━━ Task input ━━

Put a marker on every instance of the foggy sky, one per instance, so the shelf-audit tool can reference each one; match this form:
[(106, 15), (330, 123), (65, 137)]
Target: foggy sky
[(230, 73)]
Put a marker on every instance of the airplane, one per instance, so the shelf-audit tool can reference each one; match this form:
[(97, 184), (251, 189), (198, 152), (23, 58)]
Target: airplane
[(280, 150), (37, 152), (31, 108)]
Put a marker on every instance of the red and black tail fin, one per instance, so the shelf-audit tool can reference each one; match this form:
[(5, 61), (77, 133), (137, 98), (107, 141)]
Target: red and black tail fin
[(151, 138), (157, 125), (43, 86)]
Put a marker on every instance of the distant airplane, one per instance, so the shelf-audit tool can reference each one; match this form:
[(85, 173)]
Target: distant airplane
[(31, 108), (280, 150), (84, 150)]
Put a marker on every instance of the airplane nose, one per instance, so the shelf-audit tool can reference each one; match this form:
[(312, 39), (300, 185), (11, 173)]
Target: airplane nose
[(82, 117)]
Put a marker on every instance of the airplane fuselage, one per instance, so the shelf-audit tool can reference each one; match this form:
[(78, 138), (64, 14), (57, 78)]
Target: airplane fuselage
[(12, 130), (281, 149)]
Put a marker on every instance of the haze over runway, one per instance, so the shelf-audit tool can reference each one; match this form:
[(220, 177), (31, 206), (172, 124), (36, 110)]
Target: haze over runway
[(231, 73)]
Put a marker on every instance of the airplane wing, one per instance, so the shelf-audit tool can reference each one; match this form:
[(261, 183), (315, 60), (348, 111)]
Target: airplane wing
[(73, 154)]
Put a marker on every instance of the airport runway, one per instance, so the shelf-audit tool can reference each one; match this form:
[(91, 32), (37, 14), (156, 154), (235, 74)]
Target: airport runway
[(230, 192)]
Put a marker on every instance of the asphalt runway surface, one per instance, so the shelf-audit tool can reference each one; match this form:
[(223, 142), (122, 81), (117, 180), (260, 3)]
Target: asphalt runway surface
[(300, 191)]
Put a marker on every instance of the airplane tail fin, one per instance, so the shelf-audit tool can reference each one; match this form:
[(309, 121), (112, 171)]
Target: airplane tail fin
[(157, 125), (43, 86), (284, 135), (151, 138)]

━━━

Every line of the records above needs to be given again exactly.

Put a marker on every instance of the foggy sky, one per instance, so the shelf-audit tool can reference each one; match this form:
[(106, 15), (330, 123), (65, 137)]
Target: foggy sky
[(230, 73)]
Put a marker on every instance of the airplane, one per instance, so the shelf-audit tool can reference each one; match this form:
[(97, 184), (251, 189), (198, 152), (23, 58)]
Target: airplane
[(280, 150), (37, 152), (31, 108)]
Put a marker on every instance of the red and black tail fin, one per instance, so the shelf-audit tool can reference each one; match this form:
[(5, 61), (77, 133), (137, 98), (107, 141)]
Target: red and black tail fin
[(151, 138), (157, 125), (43, 86)]
Put a marker on every instance of the distant airplane, one per instance, so the shelf-audit tool can reference each one; match this form:
[(85, 173)]
Target: distant airplane
[(31, 108), (280, 150), (84, 150)]
Put a marker on every instance of the airplane nose, one per instance, so the shelf-audit tool can reference each one; match this form:
[(312, 39), (300, 185), (11, 173)]
Target: airplane nose
[(82, 117)]
Put a marker on every instance of the airplane fuselage, one per instance, so the shelf-audit tool can reference each one; match this form:
[(78, 138), (64, 14), (57, 78)]
Target: airplane fuselage
[(12, 130), (281, 149)]
Put a marker on every instance of the haze over runway, one per instance, so the shelf-audit tool can reference each one; match this form:
[(220, 177), (31, 206), (172, 124), (36, 110)]
Target: haze over runway
[(231, 73)]
Put a marker on every instance of the airplane wing, one per instance, so the shelf-audit tool can reference each one; match this form:
[(261, 183), (315, 60), (348, 111)]
Target: airplane wing
[(73, 154)]
Put a marker on every instance of the airport runway, one per instance, so the shelf-audit tool can reference each one; match this form:
[(91, 32), (37, 14), (156, 154), (235, 74)]
Target: airport runway
[(230, 192)]
Put a marker on every instance of the asphalt runway surface, one per instance, so the shelf-audit tool can reference each one; match this form:
[(223, 142), (122, 81), (117, 180), (260, 3)]
Target: asphalt runway surface
[(300, 191)]
Put a marker on every instance of the airplane tail fin, one per instance, so the shelf-audit tool can reference each one; match this form:
[(309, 121), (112, 171)]
Target: airplane tail fin
[(157, 125), (43, 86), (284, 135), (151, 138)]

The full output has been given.